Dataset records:
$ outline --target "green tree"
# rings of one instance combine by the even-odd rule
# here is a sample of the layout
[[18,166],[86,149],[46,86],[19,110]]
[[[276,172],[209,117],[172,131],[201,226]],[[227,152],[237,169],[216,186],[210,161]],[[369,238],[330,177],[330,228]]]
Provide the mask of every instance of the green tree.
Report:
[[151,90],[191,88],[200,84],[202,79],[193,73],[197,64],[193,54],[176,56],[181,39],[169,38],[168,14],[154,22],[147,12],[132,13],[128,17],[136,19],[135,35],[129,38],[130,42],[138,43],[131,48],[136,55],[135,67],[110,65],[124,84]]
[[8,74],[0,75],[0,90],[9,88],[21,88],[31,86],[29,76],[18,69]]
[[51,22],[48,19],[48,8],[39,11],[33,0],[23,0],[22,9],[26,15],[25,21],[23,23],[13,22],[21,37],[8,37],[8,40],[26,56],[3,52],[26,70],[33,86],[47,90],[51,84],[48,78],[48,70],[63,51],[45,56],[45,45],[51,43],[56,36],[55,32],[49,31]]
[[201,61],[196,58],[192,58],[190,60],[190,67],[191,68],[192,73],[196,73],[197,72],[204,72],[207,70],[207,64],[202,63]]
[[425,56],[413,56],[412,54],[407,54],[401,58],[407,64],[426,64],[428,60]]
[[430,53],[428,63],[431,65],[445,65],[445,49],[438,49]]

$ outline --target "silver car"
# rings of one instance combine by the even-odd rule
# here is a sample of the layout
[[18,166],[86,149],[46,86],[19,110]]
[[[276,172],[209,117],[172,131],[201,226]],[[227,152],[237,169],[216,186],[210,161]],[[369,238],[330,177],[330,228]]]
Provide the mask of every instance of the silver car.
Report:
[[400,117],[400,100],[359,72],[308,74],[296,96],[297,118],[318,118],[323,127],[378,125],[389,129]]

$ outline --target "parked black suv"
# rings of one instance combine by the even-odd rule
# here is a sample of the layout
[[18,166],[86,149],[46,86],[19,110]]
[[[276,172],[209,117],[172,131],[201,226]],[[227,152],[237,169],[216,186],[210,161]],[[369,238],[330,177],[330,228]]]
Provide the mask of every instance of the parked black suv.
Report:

Request:
How many lines in the material contain the string "every"? Case counts. Reply with the number alone.

Result below:
3